_Your objective_: Copy the lines starting at the one containing "of the tall" and ending at the one containing "<point>163,31</point>", with "tall tree" switched to "palm tree" and nothing else changed.

_Material shown_:
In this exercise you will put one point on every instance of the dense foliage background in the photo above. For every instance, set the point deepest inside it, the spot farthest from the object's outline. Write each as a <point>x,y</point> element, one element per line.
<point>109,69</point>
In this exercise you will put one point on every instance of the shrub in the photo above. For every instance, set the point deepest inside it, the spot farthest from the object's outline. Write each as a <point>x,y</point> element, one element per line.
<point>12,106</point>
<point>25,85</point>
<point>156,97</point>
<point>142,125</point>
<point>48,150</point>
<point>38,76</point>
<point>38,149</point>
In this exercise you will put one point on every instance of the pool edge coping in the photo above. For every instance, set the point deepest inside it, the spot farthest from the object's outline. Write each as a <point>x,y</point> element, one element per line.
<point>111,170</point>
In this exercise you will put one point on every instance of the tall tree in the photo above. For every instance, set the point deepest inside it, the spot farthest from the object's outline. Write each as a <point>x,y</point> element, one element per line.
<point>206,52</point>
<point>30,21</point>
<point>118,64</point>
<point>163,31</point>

--

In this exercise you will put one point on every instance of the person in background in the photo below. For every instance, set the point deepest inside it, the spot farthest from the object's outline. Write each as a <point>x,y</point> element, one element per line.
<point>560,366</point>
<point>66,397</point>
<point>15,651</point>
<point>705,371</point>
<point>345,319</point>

...

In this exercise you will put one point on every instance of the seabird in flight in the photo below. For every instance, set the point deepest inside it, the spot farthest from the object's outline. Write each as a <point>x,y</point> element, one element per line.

_Worked answer_:
In this exercise you will put one point on every instance of the palm tree in the photo above. For every instance, set the point deepest inside it, the spot farthest from the object's outline. Write each as a <point>x,y</point> element, one element per line.
<point>206,52</point>
<point>30,21</point>
<point>118,64</point>
<point>163,31</point>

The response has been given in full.